• INPUT RECORDS:
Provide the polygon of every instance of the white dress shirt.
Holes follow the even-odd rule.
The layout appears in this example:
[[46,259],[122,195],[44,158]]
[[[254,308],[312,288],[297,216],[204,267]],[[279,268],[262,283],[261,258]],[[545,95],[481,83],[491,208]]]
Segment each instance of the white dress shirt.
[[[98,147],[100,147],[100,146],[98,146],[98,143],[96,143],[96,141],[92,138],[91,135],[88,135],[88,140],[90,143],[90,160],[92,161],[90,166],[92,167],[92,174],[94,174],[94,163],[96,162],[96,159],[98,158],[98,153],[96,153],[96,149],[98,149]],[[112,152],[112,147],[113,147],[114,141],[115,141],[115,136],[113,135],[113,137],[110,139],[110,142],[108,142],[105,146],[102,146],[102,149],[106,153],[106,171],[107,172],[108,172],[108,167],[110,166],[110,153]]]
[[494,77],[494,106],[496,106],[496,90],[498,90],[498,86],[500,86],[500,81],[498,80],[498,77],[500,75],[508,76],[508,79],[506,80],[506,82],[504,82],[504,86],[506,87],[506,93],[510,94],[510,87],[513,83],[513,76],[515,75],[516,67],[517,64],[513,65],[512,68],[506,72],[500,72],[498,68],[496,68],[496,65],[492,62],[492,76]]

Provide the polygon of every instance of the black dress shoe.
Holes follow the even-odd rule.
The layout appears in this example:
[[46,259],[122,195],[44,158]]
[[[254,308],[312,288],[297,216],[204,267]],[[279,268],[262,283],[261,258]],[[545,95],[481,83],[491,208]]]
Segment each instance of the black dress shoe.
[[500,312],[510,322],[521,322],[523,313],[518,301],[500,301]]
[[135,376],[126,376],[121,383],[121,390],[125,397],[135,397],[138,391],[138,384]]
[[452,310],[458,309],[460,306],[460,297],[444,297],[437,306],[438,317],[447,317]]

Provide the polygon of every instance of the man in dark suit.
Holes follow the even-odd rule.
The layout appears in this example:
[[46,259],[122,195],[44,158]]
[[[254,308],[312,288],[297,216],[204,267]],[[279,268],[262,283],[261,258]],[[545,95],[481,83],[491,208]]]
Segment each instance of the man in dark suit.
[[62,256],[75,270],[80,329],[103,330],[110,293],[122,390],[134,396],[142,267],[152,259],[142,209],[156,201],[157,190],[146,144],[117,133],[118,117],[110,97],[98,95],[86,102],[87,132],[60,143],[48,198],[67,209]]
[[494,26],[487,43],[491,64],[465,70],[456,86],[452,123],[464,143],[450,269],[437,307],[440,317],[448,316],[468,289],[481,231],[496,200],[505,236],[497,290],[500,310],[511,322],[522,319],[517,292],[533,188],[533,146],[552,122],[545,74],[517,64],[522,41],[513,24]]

• ACTIVITY: A single number is required: how many lines in the material above include the string "Provide".

• ANSWER TO THIS PROBLEM: 3